- Exercise instructions:
Reproduce word for word the data from the line containing "In this picture, where can the guardrail" through the end of the data, leaving out any pictures.

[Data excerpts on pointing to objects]

════

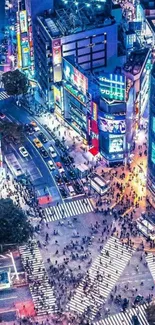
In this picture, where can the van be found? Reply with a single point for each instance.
(71, 190)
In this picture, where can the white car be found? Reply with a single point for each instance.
(50, 165)
(52, 152)
(36, 128)
(23, 152)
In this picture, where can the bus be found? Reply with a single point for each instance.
(14, 165)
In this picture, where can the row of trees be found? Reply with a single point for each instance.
(15, 227)
(15, 82)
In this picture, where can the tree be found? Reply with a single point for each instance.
(14, 225)
(11, 130)
(15, 82)
(150, 313)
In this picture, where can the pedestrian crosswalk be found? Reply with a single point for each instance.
(126, 317)
(3, 95)
(41, 291)
(150, 258)
(68, 209)
(101, 278)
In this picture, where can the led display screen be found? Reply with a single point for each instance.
(116, 144)
(75, 77)
(112, 124)
(23, 21)
(112, 87)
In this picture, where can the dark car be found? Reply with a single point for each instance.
(42, 137)
(44, 153)
(58, 179)
(135, 320)
(29, 129)
(63, 192)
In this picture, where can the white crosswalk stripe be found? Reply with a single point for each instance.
(3, 95)
(101, 278)
(43, 291)
(68, 209)
(150, 258)
(126, 317)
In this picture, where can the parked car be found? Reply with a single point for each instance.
(52, 152)
(42, 137)
(23, 152)
(50, 165)
(37, 143)
(44, 153)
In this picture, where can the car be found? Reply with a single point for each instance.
(135, 320)
(52, 152)
(57, 142)
(23, 152)
(42, 137)
(2, 116)
(58, 179)
(44, 153)
(50, 165)
(28, 129)
(72, 174)
(37, 143)
(63, 192)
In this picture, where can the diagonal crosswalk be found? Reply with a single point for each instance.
(68, 209)
(3, 95)
(101, 278)
(126, 318)
(150, 258)
(41, 291)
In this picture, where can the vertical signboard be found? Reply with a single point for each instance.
(57, 60)
(19, 54)
(23, 21)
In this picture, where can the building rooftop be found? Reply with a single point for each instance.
(68, 20)
(148, 4)
(151, 21)
(135, 61)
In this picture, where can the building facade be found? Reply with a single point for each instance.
(151, 143)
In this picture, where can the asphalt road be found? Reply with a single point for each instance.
(35, 165)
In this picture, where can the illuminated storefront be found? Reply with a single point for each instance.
(112, 117)
(151, 146)
(24, 42)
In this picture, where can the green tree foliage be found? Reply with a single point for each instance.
(15, 82)
(150, 312)
(11, 130)
(14, 225)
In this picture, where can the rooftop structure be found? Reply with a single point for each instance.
(73, 19)
(136, 61)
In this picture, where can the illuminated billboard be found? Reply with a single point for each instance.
(23, 21)
(112, 87)
(116, 143)
(112, 124)
(75, 77)
(56, 49)
(25, 53)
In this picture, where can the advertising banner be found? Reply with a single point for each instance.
(112, 87)
(75, 77)
(23, 21)
(116, 144)
(56, 49)
(112, 124)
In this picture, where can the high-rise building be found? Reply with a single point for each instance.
(92, 42)
(151, 142)
(2, 17)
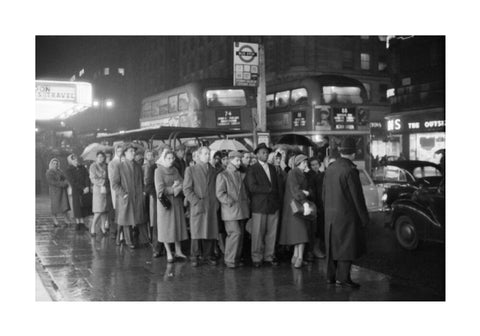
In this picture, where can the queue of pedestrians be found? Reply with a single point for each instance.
(239, 207)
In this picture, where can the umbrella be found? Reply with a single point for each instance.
(90, 152)
(296, 139)
(227, 144)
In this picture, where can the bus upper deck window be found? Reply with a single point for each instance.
(282, 98)
(342, 95)
(228, 97)
(299, 96)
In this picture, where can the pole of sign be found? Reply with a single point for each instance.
(261, 119)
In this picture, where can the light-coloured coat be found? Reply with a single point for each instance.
(128, 180)
(199, 190)
(232, 195)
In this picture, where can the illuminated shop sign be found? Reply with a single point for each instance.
(398, 124)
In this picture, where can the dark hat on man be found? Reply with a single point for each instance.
(262, 146)
(348, 146)
(234, 154)
(299, 159)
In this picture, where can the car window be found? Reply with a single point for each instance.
(426, 171)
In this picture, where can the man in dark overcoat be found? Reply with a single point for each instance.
(199, 190)
(128, 185)
(345, 216)
(264, 188)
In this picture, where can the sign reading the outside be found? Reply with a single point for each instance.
(299, 119)
(228, 118)
(344, 118)
(245, 64)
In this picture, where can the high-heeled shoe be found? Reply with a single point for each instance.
(298, 263)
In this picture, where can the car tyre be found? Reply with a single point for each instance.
(406, 233)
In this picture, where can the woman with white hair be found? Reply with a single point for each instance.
(57, 189)
(171, 222)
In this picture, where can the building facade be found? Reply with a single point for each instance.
(415, 128)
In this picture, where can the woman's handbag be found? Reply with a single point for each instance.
(297, 209)
(164, 201)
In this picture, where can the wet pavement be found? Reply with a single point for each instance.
(77, 267)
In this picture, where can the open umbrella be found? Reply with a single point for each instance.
(227, 144)
(296, 139)
(90, 152)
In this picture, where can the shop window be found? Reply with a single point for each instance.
(172, 104)
(365, 61)
(282, 98)
(270, 102)
(299, 96)
(347, 59)
(182, 102)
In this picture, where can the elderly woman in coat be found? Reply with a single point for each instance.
(57, 189)
(171, 222)
(294, 228)
(127, 182)
(101, 202)
(79, 191)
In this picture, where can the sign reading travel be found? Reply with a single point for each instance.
(344, 118)
(228, 118)
(245, 64)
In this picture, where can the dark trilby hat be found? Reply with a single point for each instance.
(260, 146)
(348, 146)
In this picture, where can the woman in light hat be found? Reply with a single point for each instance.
(171, 222)
(294, 228)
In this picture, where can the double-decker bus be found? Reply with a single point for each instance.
(213, 103)
(323, 108)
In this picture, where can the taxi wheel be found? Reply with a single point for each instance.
(406, 233)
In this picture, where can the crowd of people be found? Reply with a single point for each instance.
(257, 207)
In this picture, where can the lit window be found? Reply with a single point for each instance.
(368, 88)
(365, 61)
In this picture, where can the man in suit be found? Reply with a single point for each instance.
(345, 216)
(199, 190)
(233, 198)
(264, 187)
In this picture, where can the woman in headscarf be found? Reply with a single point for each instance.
(79, 191)
(170, 222)
(57, 189)
(294, 228)
(102, 201)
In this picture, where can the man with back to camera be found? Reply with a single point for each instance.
(199, 190)
(346, 216)
(264, 188)
(233, 198)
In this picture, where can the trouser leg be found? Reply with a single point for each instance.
(331, 264)
(258, 234)
(270, 236)
(232, 242)
(343, 270)
(195, 248)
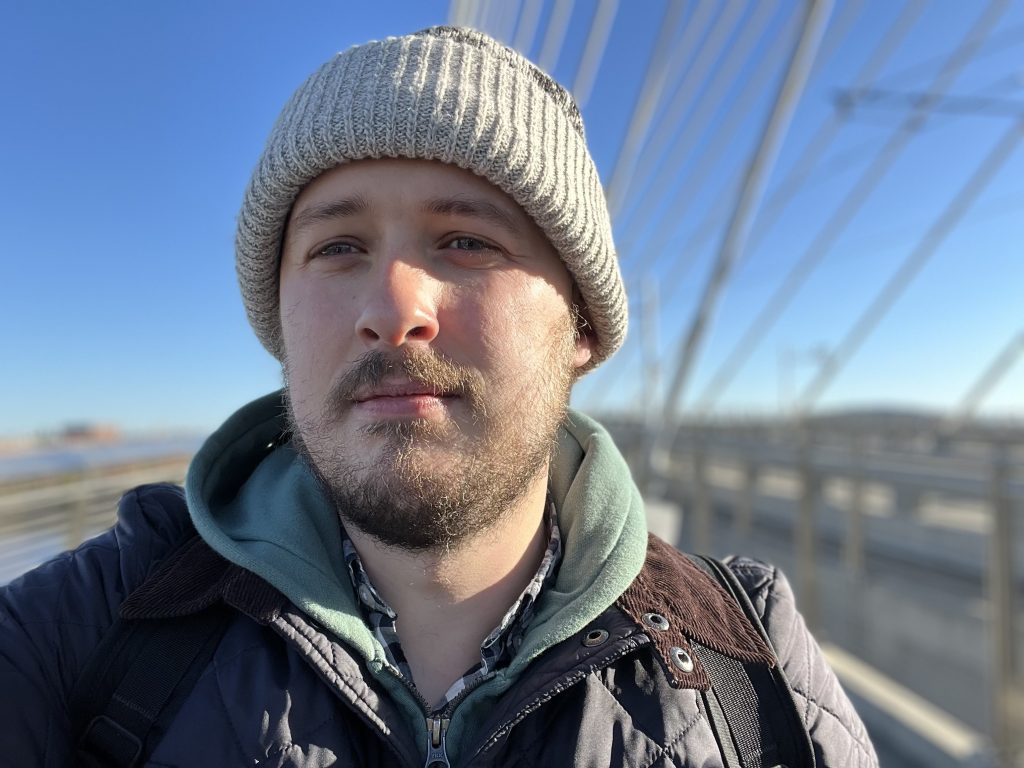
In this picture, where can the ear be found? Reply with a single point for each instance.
(585, 347)
(585, 339)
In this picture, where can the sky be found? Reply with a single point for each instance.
(131, 129)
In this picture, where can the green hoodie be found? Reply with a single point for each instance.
(258, 505)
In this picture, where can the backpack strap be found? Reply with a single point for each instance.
(751, 707)
(135, 682)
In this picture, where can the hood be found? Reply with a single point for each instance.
(257, 504)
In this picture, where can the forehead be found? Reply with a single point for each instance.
(404, 183)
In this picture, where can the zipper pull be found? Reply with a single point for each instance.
(436, 731)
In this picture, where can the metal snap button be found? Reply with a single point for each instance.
(655, 622)
(681, 658)
(595, 637)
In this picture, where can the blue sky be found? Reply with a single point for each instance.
(131, 128)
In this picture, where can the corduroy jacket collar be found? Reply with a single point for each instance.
(694, 607)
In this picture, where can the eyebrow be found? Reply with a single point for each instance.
(317, 212)
(474, 208)
(454, 206)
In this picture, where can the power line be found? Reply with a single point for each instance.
(911, 266)
(525, 30)
(850, 99)
(597, 40)
(558, 25)
(981, 388)
(643, 111)
(666, 170)
(717, 213)
(788, 94)
(838, 222)
(813, 150)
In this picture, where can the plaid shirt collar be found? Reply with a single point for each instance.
(498, 648)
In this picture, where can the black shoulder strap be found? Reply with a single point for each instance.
(751, 706)
(134, 683)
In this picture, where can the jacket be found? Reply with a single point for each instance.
(285, 689)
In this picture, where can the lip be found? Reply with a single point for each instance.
(398, 390)
(402, 399)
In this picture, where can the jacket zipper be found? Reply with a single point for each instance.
(632, 644)
(436, 733)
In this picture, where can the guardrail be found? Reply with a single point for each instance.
(948, 506)
(44, 515)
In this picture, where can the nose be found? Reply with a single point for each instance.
(399, 306)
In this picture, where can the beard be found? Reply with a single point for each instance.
(431, 484)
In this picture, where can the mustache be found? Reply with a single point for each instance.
(421, 366)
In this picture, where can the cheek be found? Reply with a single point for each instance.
(312, 323)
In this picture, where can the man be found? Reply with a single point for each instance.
(419, 555)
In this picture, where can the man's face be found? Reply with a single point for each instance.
(430, 346)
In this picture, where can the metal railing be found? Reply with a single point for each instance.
(44, 515)
(937, 512)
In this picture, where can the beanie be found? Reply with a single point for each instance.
(454, 95)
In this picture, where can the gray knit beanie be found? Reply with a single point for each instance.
(450, 94)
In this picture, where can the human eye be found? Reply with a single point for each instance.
(338, 248)
(467, 243)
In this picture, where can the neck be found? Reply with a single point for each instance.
(448, 600)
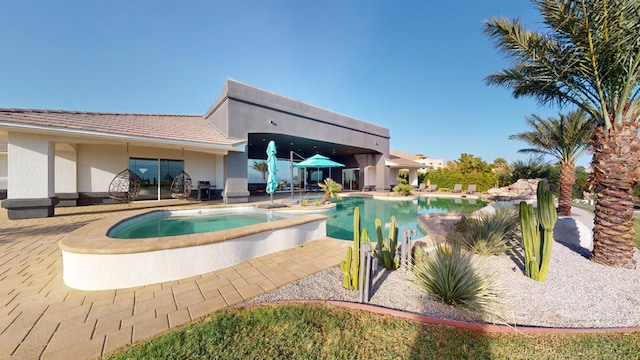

════

- Response below:
In this picture, where can the guardrail be found? Reply with a single point for each instance.
(948, 506)
(44, 515)
In this picture, where can the nose be found? Reply with a single point for each instance.
(399, 306)
In this picture, where can the beard be found? Reply with a single point for each instance.
(431, 484)
In this picture, where can the mustache be found? Reply with a single point for each instance.
(421, 366)
In this picture, where can the cheek be found? Reply with a single point for each instance.
(312, 323)
In this picture, where can the man be found? Reply with a single point for each instance.
(419, 555)
In this picture, where can the man's face be found? Reply with a single point for each instance.
(430, 346)
In this picture, where can the metal railing be found? Reply with a single point for each instance.
(44, 515)
(937, 512)
In this picture, where can the beanie be found? Reply with a single point for each instance.
(454, 95)
In this picture, where can the gray knit beanie be found? Reply with a single point for each instance.
(450, 94)
In this picture, where can the human eye be found? Reply with a single point for each instance.
(338, 248)
(467, 243)
In this picture, where can the neck be found? Reply with a single point for each instance.
(448, 600)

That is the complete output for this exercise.